_WHAT THE EXERCISE ASKS_
Find every line in the data that contains the word "ceiling" and copy each one.

------ GIVEN INFORMATION

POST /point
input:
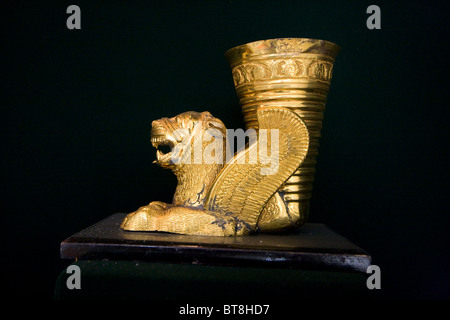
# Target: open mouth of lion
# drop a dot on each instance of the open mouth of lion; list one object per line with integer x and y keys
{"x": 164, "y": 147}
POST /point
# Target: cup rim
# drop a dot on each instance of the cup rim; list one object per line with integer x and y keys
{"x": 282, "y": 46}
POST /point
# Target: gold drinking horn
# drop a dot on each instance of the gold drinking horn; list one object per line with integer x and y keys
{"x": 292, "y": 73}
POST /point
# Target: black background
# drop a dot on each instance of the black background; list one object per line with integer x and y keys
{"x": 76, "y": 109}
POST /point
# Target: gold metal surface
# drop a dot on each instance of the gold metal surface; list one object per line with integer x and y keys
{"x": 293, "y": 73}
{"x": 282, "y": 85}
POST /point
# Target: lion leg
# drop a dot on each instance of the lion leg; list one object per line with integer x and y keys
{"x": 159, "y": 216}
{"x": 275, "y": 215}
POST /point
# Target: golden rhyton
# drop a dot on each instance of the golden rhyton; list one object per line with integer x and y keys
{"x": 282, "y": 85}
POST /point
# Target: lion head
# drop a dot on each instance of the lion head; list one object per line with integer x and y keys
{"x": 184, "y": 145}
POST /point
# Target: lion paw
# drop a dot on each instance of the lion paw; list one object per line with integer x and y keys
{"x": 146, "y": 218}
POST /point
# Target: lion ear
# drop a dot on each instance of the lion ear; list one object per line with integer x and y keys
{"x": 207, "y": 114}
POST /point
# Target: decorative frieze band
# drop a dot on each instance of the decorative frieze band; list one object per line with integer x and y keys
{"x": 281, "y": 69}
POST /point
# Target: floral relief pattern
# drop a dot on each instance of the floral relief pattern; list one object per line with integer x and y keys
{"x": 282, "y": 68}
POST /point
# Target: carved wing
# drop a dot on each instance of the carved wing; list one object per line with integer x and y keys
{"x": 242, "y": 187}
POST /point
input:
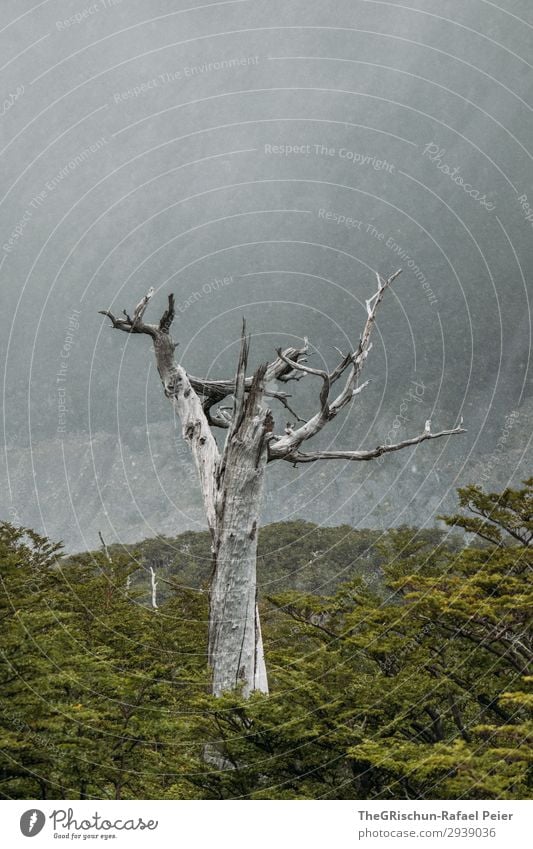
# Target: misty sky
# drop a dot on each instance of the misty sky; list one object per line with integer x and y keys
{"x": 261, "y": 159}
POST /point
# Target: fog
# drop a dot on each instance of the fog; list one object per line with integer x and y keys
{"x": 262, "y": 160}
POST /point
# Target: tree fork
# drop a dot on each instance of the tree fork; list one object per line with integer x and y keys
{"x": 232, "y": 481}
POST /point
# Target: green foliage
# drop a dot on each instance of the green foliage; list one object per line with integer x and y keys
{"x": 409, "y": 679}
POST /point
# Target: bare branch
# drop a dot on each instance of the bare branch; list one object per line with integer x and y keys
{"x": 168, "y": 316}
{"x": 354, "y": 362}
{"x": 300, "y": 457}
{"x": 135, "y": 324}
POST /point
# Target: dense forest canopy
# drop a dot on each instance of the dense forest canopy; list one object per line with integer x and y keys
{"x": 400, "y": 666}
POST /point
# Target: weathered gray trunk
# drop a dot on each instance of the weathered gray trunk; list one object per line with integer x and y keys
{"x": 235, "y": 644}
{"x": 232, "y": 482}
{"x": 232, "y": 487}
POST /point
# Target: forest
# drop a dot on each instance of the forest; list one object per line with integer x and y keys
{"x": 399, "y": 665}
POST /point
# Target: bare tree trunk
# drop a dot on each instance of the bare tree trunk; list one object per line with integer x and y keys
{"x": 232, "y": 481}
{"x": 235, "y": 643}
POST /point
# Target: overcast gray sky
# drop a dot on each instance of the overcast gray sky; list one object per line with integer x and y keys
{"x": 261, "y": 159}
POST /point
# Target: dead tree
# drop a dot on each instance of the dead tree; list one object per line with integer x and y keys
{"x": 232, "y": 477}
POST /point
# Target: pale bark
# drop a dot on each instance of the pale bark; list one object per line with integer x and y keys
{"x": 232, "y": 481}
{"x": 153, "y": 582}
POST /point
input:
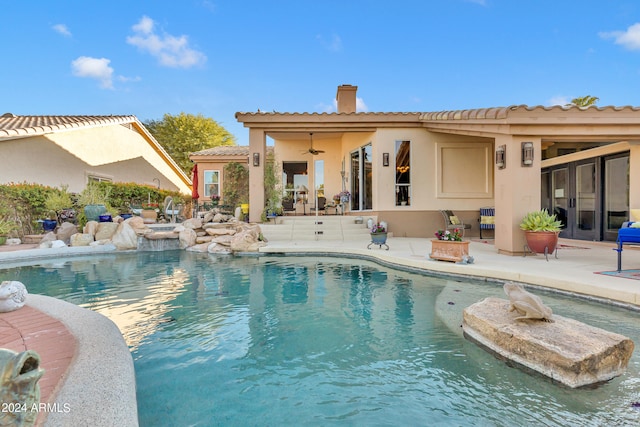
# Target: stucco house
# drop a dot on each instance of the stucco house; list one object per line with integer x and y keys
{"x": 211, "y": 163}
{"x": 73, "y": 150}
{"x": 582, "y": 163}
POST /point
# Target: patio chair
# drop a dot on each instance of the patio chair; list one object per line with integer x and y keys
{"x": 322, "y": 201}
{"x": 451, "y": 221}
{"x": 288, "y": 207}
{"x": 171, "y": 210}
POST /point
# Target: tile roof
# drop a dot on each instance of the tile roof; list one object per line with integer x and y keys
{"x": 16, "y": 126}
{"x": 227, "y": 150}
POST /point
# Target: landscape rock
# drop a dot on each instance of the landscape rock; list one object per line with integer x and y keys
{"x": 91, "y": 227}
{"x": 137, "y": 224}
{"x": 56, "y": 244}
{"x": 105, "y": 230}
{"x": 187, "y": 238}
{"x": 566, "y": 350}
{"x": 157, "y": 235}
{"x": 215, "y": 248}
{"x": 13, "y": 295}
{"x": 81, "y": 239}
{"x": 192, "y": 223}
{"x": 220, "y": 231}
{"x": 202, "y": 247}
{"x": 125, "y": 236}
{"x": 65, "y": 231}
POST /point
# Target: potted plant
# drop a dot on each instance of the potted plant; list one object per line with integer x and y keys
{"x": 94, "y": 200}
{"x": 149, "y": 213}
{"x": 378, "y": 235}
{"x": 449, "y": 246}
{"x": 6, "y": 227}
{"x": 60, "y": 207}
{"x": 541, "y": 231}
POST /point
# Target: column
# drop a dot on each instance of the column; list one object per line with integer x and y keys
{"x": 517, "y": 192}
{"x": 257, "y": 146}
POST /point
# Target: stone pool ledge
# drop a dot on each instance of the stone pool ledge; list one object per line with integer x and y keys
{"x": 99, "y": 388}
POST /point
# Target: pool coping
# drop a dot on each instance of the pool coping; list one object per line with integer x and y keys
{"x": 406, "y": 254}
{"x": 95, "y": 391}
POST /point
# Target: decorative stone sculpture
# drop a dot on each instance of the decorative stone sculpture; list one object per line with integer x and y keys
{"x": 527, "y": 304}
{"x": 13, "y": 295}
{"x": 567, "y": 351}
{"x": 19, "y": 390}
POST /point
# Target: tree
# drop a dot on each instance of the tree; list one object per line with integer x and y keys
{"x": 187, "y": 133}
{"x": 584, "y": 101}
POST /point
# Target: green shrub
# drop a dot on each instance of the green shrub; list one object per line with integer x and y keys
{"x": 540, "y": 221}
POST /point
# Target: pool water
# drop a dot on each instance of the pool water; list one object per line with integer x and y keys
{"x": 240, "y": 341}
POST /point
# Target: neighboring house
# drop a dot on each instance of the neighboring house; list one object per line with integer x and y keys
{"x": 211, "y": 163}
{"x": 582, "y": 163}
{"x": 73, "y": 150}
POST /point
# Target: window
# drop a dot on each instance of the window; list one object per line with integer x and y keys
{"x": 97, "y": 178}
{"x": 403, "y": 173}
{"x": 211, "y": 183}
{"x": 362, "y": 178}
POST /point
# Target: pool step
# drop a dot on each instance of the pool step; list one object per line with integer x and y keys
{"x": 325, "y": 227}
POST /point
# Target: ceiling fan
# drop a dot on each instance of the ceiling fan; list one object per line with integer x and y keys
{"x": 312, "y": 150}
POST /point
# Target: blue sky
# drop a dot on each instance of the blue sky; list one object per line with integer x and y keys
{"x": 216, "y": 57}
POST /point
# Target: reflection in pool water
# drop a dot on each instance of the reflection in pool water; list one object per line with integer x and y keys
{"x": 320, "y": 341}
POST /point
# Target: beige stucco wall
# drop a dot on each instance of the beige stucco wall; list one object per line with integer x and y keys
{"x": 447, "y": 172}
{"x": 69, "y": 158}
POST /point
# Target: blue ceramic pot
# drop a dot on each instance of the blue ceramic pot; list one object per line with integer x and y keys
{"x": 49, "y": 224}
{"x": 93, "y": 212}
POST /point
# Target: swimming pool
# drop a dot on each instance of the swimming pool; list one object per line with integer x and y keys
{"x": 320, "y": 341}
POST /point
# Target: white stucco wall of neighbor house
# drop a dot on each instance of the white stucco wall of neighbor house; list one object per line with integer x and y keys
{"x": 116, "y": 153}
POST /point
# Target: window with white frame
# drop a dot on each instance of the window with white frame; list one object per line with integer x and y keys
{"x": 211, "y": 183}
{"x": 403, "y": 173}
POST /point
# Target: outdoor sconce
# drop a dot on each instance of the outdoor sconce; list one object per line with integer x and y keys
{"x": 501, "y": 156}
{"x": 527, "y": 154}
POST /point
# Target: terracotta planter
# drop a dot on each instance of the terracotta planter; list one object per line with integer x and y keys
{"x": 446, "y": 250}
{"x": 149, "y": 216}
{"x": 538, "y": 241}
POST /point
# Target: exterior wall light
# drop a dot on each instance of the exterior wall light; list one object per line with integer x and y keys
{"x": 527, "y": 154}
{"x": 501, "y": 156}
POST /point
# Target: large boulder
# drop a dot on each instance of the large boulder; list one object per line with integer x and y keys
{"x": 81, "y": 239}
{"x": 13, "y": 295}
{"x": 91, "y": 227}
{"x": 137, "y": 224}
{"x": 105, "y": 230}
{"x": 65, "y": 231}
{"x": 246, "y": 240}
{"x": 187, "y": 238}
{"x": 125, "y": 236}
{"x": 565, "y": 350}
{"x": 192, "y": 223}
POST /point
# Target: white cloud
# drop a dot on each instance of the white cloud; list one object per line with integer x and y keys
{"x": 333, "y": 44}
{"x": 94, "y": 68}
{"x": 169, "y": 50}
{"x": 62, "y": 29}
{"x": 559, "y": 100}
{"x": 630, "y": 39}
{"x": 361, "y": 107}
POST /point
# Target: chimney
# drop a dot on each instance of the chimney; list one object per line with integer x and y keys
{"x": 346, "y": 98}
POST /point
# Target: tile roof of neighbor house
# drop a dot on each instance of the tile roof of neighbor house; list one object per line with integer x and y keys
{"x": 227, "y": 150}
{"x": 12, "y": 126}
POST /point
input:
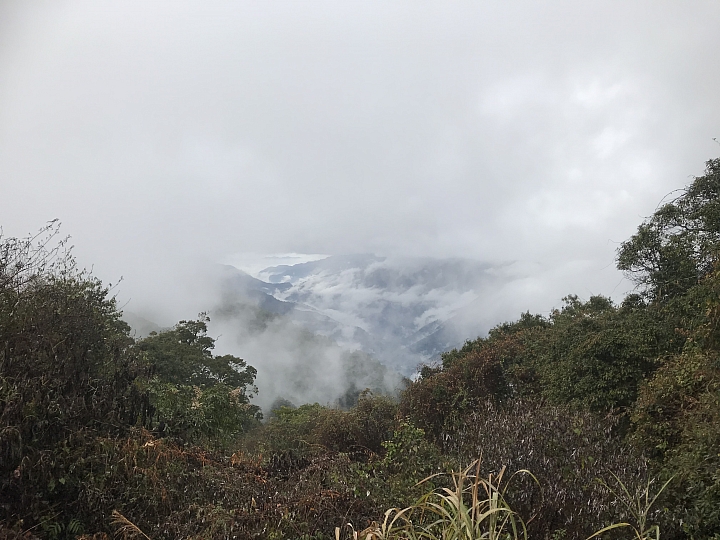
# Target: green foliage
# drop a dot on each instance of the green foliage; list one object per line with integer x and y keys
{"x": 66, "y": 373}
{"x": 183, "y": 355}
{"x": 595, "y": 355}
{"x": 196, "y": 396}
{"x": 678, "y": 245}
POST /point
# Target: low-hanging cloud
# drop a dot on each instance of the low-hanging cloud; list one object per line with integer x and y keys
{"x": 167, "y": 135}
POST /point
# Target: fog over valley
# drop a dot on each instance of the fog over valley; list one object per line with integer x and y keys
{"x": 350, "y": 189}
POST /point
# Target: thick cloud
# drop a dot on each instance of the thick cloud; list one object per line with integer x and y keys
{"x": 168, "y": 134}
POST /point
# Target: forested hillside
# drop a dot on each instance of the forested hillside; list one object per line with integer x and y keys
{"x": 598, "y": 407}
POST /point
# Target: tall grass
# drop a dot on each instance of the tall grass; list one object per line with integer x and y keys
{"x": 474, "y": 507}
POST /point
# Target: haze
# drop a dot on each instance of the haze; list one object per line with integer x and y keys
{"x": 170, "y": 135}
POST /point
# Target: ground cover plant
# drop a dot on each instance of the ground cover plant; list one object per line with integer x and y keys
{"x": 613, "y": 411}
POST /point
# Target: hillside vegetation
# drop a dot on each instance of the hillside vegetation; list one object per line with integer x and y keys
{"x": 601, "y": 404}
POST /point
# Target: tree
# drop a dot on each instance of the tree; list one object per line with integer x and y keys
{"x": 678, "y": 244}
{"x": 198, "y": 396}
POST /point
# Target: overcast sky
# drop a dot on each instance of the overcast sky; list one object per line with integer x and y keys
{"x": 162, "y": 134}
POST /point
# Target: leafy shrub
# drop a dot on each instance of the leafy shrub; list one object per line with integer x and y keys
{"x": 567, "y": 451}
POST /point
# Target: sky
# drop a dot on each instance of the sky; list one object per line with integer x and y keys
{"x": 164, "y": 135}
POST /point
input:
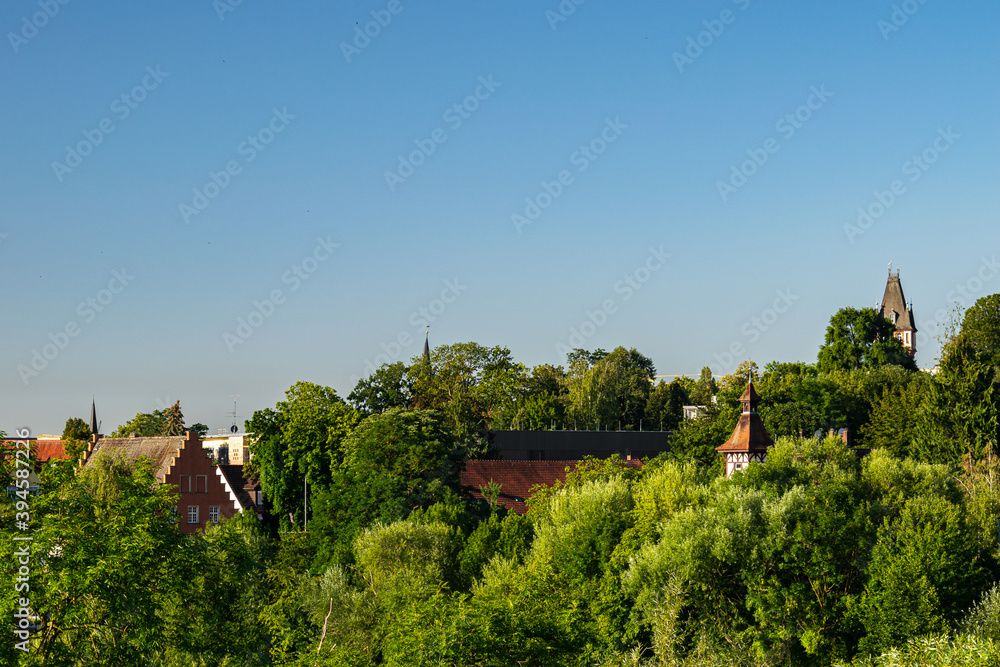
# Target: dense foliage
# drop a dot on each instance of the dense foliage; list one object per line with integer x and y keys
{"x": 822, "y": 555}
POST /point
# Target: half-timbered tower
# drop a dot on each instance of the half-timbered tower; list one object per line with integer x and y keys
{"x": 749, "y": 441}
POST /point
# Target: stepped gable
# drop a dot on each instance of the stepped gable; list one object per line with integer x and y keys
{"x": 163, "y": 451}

------------

_EXERCISE RESPONSE_
# Target: ceiling fan
# drop a dot on each instance of the ceiling fan; list one object per line with integer x and y keys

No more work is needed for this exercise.